Required task:
Copy word for word the stretch of the Basel Accords passage below from "On the other" through "being ‘fool-proof’ can backfire.".

Extract provided:
□ □ □ □ □

At this juncture, the Basel Accords seem to be a tempting solution to prevent such situations from arising in the future. The core of the idea is to have international standards (implemented through domestic rule-making) on risk and capital management requirements to ensure that a bank holds capital reserves appropriate to the risk the bank exposes itself to through its lending and investment practices.
However, the issue remains if regulation is the answer, and if it is, how much regulation is desirable? Basel 2 contemplates that banks must have eight per cent of their exposures in capital. But if asset prices fall by 50 per cent as has been the case with the current financial crisis, this seems to be fall behind by a long shot. In fact, new regulatory standards in the form of Basel II accords are being debated with the unfolding of the limitations of the Basel II accords (The Basel requirements of capital standard as they stand do not take account of hedging, diversification, and differences in risk management techniques, especially portfolio management, and banks inevitably resort to regulatory capital arbitrage to structure the risk position in a manner that allows it to be reclassified into a lower regulatory risk category)
On the other hand, it cannot be denied that increasing minimum capital requirements will increase the cost of credit, and affect liquidity. Therefore, regulations aimed at being ‘fool-proof’ can backfire.
On an optimistic note, although the history of bubbles shows that the impact on the law can sometimes be adverse, the law can be changed for the better, for improvements that are needed. At present, the focus is only on bail-out plans, which are more in the nature of a shot-in-the arm, rather than a policy to address the root of the problem. From where we stand, the law can be a double edged sword. It can be used to prevent similar situations, for instance, by regulating credit rating agencies, implementing stricter restrictions on lending policies to ensure that the economy operates along a realistic assessment of risks rather than unfounded optimism. However, it is a very real fear that the law itself can lead to further situations of euphoria and crisis.

□ □ □ □ □

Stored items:
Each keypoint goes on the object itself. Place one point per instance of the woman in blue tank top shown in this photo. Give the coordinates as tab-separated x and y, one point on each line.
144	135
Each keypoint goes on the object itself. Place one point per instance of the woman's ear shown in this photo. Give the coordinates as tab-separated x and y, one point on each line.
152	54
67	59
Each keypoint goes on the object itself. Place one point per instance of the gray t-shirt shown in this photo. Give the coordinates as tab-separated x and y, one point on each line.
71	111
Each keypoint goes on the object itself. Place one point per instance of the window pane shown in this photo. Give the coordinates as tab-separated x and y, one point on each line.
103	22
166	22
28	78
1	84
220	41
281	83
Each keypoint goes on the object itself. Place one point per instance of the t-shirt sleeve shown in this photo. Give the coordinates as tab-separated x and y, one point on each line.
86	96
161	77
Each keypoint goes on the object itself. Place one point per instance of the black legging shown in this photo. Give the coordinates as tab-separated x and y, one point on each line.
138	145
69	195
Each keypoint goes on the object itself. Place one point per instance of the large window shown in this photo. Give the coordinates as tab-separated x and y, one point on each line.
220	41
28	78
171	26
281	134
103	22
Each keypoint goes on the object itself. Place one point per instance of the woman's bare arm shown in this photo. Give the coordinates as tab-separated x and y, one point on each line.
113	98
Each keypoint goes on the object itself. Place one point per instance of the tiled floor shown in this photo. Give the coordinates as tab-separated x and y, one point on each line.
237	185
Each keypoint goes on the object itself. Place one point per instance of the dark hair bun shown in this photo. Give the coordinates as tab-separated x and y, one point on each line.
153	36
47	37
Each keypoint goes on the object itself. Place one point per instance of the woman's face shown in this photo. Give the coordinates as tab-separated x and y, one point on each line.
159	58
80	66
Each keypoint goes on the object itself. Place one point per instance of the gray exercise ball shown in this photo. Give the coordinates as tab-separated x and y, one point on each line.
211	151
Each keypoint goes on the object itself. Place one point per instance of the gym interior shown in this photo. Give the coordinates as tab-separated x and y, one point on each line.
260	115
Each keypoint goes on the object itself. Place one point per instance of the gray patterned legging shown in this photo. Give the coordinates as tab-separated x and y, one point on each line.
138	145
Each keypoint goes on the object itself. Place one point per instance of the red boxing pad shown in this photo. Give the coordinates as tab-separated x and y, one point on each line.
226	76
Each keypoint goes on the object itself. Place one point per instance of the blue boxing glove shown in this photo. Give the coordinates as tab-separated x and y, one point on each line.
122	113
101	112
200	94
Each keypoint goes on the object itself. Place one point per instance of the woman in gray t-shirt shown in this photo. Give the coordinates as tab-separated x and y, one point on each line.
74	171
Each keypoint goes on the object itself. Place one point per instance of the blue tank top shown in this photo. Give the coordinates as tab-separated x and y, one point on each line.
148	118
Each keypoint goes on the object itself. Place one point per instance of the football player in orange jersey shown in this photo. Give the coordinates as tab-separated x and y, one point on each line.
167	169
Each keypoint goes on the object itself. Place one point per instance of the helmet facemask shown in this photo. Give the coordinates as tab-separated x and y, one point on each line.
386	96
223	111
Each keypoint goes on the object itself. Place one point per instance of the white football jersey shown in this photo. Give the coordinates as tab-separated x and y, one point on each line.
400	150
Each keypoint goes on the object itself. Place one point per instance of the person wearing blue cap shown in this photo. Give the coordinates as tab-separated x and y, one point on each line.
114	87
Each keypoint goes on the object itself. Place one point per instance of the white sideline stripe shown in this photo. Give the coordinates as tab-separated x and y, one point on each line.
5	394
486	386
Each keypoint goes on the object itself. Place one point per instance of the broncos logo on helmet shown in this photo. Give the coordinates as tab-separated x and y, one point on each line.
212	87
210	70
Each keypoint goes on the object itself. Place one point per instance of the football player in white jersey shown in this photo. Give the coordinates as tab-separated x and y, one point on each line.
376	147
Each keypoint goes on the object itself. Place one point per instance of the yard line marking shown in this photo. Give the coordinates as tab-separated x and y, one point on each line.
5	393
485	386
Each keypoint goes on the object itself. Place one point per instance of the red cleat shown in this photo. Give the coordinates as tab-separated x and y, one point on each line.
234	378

□ □ □ □ □

Output for this exercise:
On the other hand, it cannot be denied that increasing minimum capital requirements will increase the cost of credit, and affect liquidity. Therefore, regulations aimed at being ‘fool-proof’ can backfire.